___ Provided records ___
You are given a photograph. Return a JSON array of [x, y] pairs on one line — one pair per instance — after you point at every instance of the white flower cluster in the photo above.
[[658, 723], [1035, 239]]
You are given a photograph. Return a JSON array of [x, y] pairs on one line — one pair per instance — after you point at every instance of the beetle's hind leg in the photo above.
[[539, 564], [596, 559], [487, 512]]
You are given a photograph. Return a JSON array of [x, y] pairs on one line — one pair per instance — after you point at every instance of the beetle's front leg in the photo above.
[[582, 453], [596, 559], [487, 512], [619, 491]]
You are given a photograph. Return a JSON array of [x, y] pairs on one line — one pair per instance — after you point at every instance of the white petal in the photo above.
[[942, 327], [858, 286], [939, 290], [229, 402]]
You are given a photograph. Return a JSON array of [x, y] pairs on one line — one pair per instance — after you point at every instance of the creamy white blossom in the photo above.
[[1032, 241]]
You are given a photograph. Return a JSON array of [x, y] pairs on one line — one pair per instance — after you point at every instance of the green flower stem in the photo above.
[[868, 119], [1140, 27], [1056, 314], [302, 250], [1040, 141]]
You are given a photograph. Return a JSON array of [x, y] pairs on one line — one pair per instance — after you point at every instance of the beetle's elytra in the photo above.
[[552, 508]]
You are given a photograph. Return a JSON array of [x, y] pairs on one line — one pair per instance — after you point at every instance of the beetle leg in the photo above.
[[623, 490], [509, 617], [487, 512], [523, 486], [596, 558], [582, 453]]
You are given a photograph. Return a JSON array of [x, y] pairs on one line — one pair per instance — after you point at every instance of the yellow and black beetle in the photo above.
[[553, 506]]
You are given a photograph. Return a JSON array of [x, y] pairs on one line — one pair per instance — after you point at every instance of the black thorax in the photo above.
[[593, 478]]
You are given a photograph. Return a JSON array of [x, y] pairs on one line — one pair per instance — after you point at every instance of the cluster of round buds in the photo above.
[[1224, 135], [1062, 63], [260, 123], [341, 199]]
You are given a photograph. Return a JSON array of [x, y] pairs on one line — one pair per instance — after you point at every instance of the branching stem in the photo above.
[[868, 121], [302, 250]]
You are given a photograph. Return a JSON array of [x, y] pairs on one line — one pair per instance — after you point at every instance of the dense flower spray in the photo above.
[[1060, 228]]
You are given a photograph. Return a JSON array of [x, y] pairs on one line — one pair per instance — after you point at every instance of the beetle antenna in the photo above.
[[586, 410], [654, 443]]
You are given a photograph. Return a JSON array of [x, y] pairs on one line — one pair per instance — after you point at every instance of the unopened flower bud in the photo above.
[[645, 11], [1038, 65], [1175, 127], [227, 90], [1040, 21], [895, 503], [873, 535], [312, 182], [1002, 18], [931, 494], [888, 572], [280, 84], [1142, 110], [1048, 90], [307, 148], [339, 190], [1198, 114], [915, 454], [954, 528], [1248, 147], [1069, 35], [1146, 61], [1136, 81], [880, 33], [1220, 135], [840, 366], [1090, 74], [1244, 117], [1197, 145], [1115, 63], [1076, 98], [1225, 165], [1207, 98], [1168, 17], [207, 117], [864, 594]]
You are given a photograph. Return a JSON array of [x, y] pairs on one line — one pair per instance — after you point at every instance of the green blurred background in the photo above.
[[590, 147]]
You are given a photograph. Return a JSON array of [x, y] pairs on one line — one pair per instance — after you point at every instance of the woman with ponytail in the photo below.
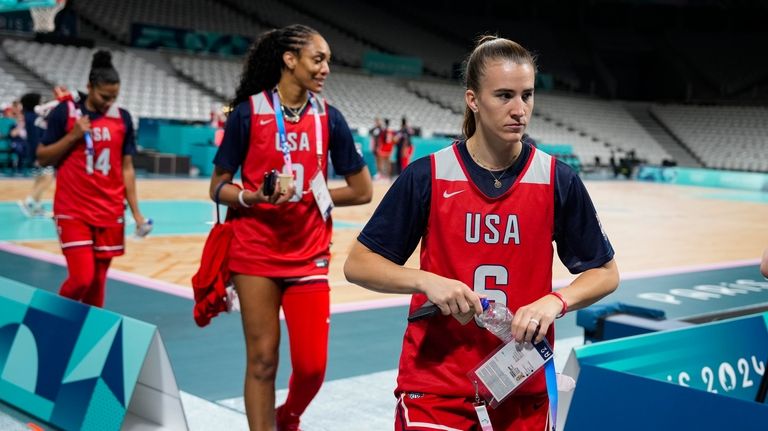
[[486, 210], [91, 144], [281, 247]]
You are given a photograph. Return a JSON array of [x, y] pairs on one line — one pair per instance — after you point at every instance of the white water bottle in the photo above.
[[144, 229], [496, 318]]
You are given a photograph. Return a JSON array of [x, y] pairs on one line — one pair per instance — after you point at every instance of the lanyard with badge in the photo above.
[[89, 149], [317, 183]]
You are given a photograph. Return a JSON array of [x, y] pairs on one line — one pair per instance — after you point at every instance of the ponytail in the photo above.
[[489, 48], [102, 70]]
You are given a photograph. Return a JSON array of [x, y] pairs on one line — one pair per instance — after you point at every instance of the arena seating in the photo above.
[[722, 137], [116, 16], [146, 91], [389, 31], [11, 88]]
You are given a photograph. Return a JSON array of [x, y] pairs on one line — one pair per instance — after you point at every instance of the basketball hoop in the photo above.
[[43, 17]]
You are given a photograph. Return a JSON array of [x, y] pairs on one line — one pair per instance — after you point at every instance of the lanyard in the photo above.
[[551, 377], [89, 151], [276, 106]]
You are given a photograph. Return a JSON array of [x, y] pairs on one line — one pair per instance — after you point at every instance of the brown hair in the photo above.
[[488, 48]]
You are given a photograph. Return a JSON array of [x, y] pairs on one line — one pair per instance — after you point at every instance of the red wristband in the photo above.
[[565, 304]]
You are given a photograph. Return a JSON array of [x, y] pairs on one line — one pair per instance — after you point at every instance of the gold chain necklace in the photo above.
[[292, 114], [496, 181]]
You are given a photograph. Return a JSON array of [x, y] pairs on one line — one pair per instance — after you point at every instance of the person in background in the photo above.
[[17, 132], [35, 113], [384, 152], [91, 144], [280, 252], [486, 210], [404, 146], [375, 133]]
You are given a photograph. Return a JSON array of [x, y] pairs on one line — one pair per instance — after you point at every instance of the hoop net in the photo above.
[[43, 17]]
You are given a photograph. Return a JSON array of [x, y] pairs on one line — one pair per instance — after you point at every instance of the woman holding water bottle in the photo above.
[[282, 232], [91, 144], [486, 210]]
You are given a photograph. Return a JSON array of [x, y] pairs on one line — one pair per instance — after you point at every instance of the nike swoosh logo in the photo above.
[[448, 195]]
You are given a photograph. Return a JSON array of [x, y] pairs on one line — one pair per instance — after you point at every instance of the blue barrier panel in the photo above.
[[672, 375], [179, 138], [80, 368], [705, 177]]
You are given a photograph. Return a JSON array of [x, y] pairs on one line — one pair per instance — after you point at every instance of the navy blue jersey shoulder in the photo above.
[[400, 220], [237, 131], [57, 126]]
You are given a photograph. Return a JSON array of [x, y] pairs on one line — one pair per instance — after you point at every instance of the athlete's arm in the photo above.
[[57, 142], [129, 177], [359, 189], [375, 272], [585, 250], [347, 162]]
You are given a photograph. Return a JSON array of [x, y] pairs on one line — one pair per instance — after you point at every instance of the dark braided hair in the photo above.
[[264, 63], [102, 70], [489, 48]]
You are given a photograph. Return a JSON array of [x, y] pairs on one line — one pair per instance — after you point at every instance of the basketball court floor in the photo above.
[[668, 239]]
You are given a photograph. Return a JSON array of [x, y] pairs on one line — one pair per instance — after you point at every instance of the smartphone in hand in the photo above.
[[269, 182]]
___
Problem details:
Copy out all of the material above word for word, keeping every line in its original order. Leave the pictures out of your copy.

Task result:
You are given a photograph. Return a JSON array of [x, y] pairs on one line — one pair per instance — after you point at every instance of the white flower cluster in the photo above.
[[658, 723], [1035, 239]]
You are given a photograph. Return a JSON array of [x, y] pairs on one line — one pair per instance — after you point at every instance of the beetle's hind leg in the photo above.
[[539, 564], [596, 559], [487, 512]]
You are given a photograph. Return a JSON array of [x, y] pairs on one line — one pair per instance — after you point at every instance of the beetle's front leg in the photo above.
[[582, 453], [596, 559], [487, 512], [619, 491]]
You are given a photograph. Return a JSON array of [x, y] pairs on one line — one pair per instance — after you point at every instance of the white petal in the photo above.
[[942, 327], [858, 286], [939, 290], [229, 402]]
You are given a photograph. Return a JSON array of [x, y] pairs on one line — one pair per instance — after you point at every instance of the creamy white blossom in the photo above.
[[1032, 241]]
You are given a photograph. Return a JSON array of [x, y] pairs on one line — one pair per instance — after you point at every instance of the green flower stem in the photo above.
[[868, 119], [1140, 27], [1056, 314], [302, 250], [1040, 141]]
You are given a photograph. Return a JSON array of [x, y] pairs on one line — one pair per instance — after you point at every instance of the beetle's elytra in the photo above.
[[552, 508]]
You are given a photograph. Return a JSON array of [x, y] pairs on one line — one pair per instance — after you point at every instance of the beetle leg in the photo above.
[[623, 490], [509, 617], [487, 512], [523, 486], [596, 558], [582, 453]]
You are given a photograph. Return a JSON array of [x, y] pairs on one line — one pair per instance — after you point at every instance of the yellow and black beetle in the photo above.
[[553, 506]]
You are given a photograph. Return a JSON array of [x, y] pairs on one line — one pair per instance — after you point at every instance of the black thorax in the photo above.
[[593, 478]]
You are given a photograph. Return a JSON array of [x, y] pairs on one line — one pair per instance — after you point at every instance of the cluster of round buds in the photo above.
[[1224, 135], [1062, 63], [260, 123], [341, 199]]
You are given a photograph. Return a JSON array of [x, y] pairs on one line — one pair per instance — after you point at every instance of the branching stem in the photo above.
[[868, 121], [302, 250]]
You are given a photograph. Return a JSON array of [x, y] pairs on one line — one pair per instance — after you point at every instance of the dense flower spray in the photo above.
[[1060, 228]]
You are given a photograph. Return a JSON array of [x, y] pairs on one line — one pair per instance — after you point at every instance of the beetle antenna in the photo above.
[[586, 410], [654, 443]]
You are given a photograph. Return a JSON array of [x, y] pairs on one line — one pair per instance — after you point at every instance of the unopened flower bud in the photo above.
[[645, 11], [1038, 65], [1175, 127], [227, 90], [1040, 21], [895, 503], [873, 535], [312, 182], [1002, 18], [931, 494], [888, 572], [280, 84], [1142, 110], [1048, 90], [307, 148], [339, 190], [1198, 114], [915, 454], [954, 528], [1248, 147], [1069, 35], [1146, 61], [1136, 81], [880, 33], [1220, 135], [840, 366], [1090, 74], [1244, 117], [1197, 145], [1115, 63], [1076, 98], [1225, 165], [1207, 98], [1168, 17], [207, 117], [864, 594]]
You are given a photograph. Return a JSON array of [x, y] pairs on one line — one pair per instance — after you point at every instance of the green blurred background in the photo above.
[[590, 147]]
You are given a photograph. Return a JSON array of [x, y] pairs on one line — one pair per instance — after you point at every instance of the woman with ponytail in the photo below.
[[486, 210], [91, 144], [281, 247]]
You are given a photograph. Return a JSON array of [x, y] pairs on one line — one pair per instance — after you point at every instance of the white water bottle in the photo above.
[[144, 229], [496, 318]]
You are given a photograph. Return a JSON array of [x, y] pairs on one line — one pair per instance — after you point at every instance of the lanyard with badge in the photo above.
[[89, 149], [317, 183]]
You are given a photograph. Return a JSON array of [x, y] pairs on one line — one pair per instance — after you point at every instance of the ponytail in the photo above.
[[489, 48], [102, 70]]
You are given a photograph. Return a JSON array of [x, y] pairs on one line — one pair per instance — after you point at every instance of the arena seating in the photo above.
[[722, 137], [116, 16], [146, 91], [389, 31], [11, 88]]
You are given a photograph. Return a JSON array of [x, y] pairs on one line — one pair per instance — after you point at every instance of the basketball hoop in the photo above.
[[43, 17]]
You are given a photograph. Return a JSON array of [x, y] pairs on one line — one pair per instance — after you point at every instance of the lanyard in the photo above.
[[551, 377], [89, 151], [276, 106]]
You are given a photograph. Return a JSON array of [x, y] pairs on one line — one pair per instance — after you point at every instance of the brown hair in the photo above.
[[488, 48]]
You are given a photograph. Return a JSON array of [x, y] pairs on one line — one pair per instance — after you point at every instance of the red wristband in the photo above.
[[565, 304]]
You are given a photograph. Return a JSON array of [x, y] pairs on one line — one pair per instance — after you point at every instance of the gold chain necklace in the photo above.
[[292, 114], [496, 181]]
You are given a photograph. Return a JSON array of [x, y] pairs on one line — one pair per instance — after you point at every instance of the person in background in the photo above.
[[17, 132], [35, 113], [384, 152], [91, 144], [280, 252], [486, 210], [404, 146], [375, 133]]
You are given a photograph. Return a JSON array of [x, y] pairs on one line — one pair per instance — after you point at every instance of the hoop net in the photo above.
[[43, 17]]
You are given a photograph. Return a JSON array of [x, y] pairs on one line — one pair per instance — after you point at every instance of the woman holding water bottle in the photo above.
[[282, 232], [91, 144], [486, 210]]
You are given a photograph. Return a JSON array of [x, y] pairs on one line — one pair per instance — after you point at every instance of the nike swoosh logo in the photo above.
[[448, 195]]
You are given a photograph. Return a JSON array of [x, y] pairs on one line — one pair per instance — after you point at every instance of the blue barrier panel in the photo above.
[[672, 375], [179, 138], [80, 368], [705, 177]]
You are given a photograph. Return a JSON array of [x, y] pairs on one line — one pair per instance — after you point at every instance of the navy blue jersey shoulder in the photo above.
[[400, 220], [237, 131], [57, 126]]
You are given a photograph. Return a JSON array of [x, y] pairs on one line — one pair per instance — after you point at every instance of the athlete's arm in the photo above.
[[57, 142], [129, 177], [359, 189], [375, 272], [585, 250], [347, 162]]
You are given a photograph. Return a JSON array of [x, y] pairs on one line — one pair per instance — after you point at every instance of the dark braided hair in the photo above.
[[264, 63], [102, 70], [489, 48]]
You are given a photograph. Return a JSON array of [x, y] pairs on one line — one pair per instance — after you point at every instance of the basketball court floor in the photo above.
[[668, 239]]
You are given a photograph. Return a JSON array of [x, y] pairs on one line — one pair per instance — after you point at every instance of the smartphone in hand in the photo above.
[[269, 182]]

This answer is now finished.